Brief: Locate each line below that contains the string "orange", and copy every such line in full. Case counts when matching.

Record set:

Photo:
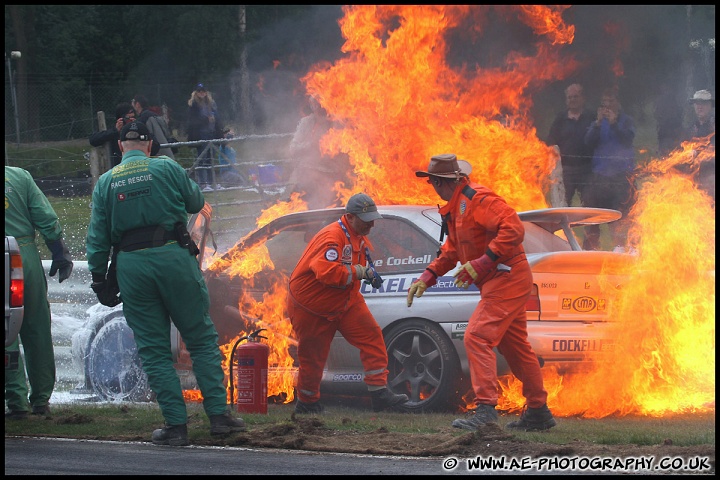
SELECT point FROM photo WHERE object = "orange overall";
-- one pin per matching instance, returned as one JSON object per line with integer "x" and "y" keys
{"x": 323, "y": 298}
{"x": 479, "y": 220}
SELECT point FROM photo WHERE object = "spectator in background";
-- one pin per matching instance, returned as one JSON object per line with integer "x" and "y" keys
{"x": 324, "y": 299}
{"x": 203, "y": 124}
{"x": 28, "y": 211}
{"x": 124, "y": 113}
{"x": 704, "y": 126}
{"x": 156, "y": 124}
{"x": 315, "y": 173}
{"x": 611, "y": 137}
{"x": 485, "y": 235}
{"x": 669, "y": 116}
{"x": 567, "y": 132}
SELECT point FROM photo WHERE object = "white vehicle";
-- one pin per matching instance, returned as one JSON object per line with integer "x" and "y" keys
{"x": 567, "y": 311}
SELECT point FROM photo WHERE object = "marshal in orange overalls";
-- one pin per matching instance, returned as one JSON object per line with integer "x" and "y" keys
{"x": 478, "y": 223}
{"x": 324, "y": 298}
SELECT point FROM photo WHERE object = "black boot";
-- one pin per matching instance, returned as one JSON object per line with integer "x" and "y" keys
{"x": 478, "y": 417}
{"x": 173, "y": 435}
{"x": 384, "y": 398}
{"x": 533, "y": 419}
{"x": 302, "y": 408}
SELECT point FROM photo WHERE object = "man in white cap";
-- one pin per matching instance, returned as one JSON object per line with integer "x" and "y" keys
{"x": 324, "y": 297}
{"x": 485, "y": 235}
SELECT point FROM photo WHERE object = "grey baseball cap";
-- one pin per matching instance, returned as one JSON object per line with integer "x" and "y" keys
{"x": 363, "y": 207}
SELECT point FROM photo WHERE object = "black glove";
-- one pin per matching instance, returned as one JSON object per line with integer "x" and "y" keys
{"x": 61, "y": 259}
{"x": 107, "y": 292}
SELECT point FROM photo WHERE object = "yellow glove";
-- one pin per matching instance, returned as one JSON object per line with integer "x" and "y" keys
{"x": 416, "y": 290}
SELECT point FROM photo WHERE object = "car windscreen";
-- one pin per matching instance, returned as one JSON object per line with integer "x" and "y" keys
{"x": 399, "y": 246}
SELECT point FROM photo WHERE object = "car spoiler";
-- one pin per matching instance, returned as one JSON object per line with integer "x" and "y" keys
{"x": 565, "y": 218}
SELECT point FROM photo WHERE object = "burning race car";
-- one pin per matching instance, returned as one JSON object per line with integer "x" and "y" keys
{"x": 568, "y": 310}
--
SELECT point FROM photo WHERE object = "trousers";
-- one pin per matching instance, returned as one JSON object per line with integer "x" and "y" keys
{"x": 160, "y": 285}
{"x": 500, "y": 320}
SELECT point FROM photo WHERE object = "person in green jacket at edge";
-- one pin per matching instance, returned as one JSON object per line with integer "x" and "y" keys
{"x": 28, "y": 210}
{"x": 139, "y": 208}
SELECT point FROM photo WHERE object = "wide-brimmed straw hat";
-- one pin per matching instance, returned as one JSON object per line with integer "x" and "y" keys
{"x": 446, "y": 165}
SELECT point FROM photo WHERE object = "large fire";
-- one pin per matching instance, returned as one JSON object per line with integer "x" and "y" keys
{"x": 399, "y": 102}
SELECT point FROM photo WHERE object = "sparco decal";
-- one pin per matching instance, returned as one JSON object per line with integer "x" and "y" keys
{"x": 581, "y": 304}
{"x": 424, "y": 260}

Result:
SELECT point FROM photo WHERE object = "orange overall";
SELECT point FROM photo WHERE object = "marshal in orange overalls";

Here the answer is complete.